For the Celtics, more painful than battling with a hungry (not literally, please) Embiid will be facing Al Horford. Losing Horford to the Sixers is the most embarrassing thing to happen to the Celtics since the marketing failure that was the #CusCrise campaign. Big Al will want to set the tone for his new squad, but he will also want to remind Danny Ainge that he made a mistake by not giving his big a competitive extension offer. Now, we can go twelve rounds about whether Horford wants to be in Philadelphia, or we can look at facts. Horford’s own words to the media, as well as some of the things his sister, Anna, has said on Twitter, say a lot about how the Horford family really feels about the third phase of Al’s career — they might be excited about being here, but they’d rather be in Boston. I’m sorry, it’s just my interpretation of the data I’ve gathered. I’m not attempting to create an issue, I’m just giving my honest opinion.
For Ben Simmons, this is one big ?. It’s about coming out and showing the NBA that he’s a problem. Every respectable basketball mind admits that Ben Simmons’ ability to be unstoppable is predicated on whether he develops a jump shot. I agree. But, I don’t expect him to come out with 30-foot yack’ems in the first game. The jumpers will come, slowly but surely. What I expect and desperately need to see is a Ben Simmons who is fed up. I want him to have the look that Gordon had on his face in Dodgeball when he saw his wife getting a wee-bit too friendly with another man in the stands while Patches O’Houlihan was telling him he needed to get angry. Gordon got angry, and (spoiler alert!) the underdog Average Joe’s upset the jocks. An angry Ben Simmons will realize that no one can stop him if he decides that he’s getting to the basket no matter what. So, I want Ben to put his head down and attack. If he gets to the rim, stuff it. If not, he’ll have collapsed the defense enough to set up a teammate for an easy look.
For Tobias Harris and Josh Richardson, this game is about establishing themselves and playing within their roles. That may vary on a game-to-game basis in the early going, but their jobs will become clearer as the wins pile up. For game one, they need to stretch the floor. Neither player is J.J. Redick, but they can move without the ball and put themselves in spots to cash in on open looks. If they can minimize the number of open looks that they miss and thus provide spacing, the Sixers will likely be 1-0. Of course, on the other side of the court, this game is about showcasing the defensive visions we have for this team. Switching, staying in front of their respective men, constantly communicating, and being in proper help position will go a long way towards winning this game, especially when they’re in charge of manning Jaylen Brown, Jayson Tatum, and Gordon Hayward.
Now, allow me to prescribe a game plan for this first contest.
The savior of the Celtics’ summer has simply given the Sixers fits over the last two seasons. Against the 29 foes he’s faced in the NBA, Cardiac Kemba has made his name methodically planting jumpers in the pick-and-roll, hiding behind screens beyond the three-point line, and attacking lanes to the rim.

Data shown ::
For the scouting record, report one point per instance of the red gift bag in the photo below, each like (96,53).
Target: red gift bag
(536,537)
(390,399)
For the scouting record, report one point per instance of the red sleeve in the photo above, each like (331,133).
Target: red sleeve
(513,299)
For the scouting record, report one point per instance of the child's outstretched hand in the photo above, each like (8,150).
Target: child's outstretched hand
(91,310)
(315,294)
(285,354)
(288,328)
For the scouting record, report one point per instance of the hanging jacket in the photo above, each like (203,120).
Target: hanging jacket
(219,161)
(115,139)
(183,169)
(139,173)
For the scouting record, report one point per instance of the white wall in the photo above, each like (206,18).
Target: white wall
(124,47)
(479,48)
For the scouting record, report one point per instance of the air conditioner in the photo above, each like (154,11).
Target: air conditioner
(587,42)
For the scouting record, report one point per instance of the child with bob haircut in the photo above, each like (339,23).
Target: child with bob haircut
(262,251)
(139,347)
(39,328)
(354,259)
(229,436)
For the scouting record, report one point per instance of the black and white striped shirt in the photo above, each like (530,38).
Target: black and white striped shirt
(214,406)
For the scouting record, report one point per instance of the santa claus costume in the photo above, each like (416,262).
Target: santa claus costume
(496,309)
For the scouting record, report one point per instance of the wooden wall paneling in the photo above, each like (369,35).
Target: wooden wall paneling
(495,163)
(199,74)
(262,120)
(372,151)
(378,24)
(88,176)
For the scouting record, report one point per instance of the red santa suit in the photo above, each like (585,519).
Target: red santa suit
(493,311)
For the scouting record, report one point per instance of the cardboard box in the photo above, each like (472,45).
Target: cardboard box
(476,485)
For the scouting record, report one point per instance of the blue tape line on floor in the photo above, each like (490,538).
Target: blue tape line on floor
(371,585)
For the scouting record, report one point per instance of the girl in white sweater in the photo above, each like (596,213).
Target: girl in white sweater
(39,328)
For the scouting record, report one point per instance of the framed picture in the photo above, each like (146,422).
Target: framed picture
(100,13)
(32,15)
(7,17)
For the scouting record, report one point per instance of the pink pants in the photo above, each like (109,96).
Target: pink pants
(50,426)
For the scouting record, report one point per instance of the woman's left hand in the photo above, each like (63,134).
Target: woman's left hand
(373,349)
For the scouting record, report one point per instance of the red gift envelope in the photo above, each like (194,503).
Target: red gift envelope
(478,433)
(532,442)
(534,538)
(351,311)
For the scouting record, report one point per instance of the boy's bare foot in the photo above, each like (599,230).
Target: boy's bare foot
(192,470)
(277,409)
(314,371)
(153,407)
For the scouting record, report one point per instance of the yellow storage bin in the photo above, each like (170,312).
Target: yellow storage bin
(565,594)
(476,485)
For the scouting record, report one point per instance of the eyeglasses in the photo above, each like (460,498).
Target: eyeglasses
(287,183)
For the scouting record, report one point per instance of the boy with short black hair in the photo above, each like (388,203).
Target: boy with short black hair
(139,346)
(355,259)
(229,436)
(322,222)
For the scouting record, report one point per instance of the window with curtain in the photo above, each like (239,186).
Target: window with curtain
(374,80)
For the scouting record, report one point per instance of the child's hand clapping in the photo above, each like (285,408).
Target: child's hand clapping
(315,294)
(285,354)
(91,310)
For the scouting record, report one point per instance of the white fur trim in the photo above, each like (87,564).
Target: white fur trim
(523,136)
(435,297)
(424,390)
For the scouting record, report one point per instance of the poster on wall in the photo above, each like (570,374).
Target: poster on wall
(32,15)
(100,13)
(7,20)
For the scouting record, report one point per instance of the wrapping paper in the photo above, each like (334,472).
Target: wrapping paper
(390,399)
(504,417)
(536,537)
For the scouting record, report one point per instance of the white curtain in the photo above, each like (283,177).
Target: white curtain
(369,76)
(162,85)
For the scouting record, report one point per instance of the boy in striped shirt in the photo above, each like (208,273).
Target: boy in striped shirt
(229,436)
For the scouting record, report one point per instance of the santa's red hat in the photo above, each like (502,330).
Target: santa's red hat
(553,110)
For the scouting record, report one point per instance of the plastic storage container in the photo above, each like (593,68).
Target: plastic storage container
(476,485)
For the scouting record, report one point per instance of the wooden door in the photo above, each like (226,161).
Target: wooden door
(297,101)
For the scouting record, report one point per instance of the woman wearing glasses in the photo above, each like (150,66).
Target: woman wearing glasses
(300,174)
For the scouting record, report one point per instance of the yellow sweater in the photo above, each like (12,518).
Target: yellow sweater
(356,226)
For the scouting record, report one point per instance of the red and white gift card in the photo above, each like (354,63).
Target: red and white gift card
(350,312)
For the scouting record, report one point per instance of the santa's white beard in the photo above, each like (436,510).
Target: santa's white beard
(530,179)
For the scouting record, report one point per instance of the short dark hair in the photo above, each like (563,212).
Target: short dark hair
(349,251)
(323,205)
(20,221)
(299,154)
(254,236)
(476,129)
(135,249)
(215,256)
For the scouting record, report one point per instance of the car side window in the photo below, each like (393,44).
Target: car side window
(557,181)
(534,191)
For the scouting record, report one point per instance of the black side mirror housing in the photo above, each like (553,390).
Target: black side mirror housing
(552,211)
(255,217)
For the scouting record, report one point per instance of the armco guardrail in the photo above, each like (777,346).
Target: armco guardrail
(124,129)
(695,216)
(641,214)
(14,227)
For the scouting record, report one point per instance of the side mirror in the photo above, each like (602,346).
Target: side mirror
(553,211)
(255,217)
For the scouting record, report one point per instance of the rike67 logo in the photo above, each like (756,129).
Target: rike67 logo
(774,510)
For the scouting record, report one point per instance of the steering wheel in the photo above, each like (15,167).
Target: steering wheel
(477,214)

To-do list ::
1 - According to the Sixers preview, what does every respectable basketball mind say Ben Simmons' ability to be unstoppable depends on?
2 - Print the entries verbatim, starting at the line that contains "each like (756,129)." and ending at the last line of the entries.
The Sixers preview and the entries have nothing to do with each other.

Results of the tasks ::
1 - It depends on whether he develops a jump shot.

2 -
For the scouting record, report one point per instance of the rike67 logo in the photo above, each like (756,129).
Target: rike67 logo
(774,510)
For the scouting record, report one point per instance of the steering wheel in the photo above, each like (15,167).
Target: steering wheel
(477,214)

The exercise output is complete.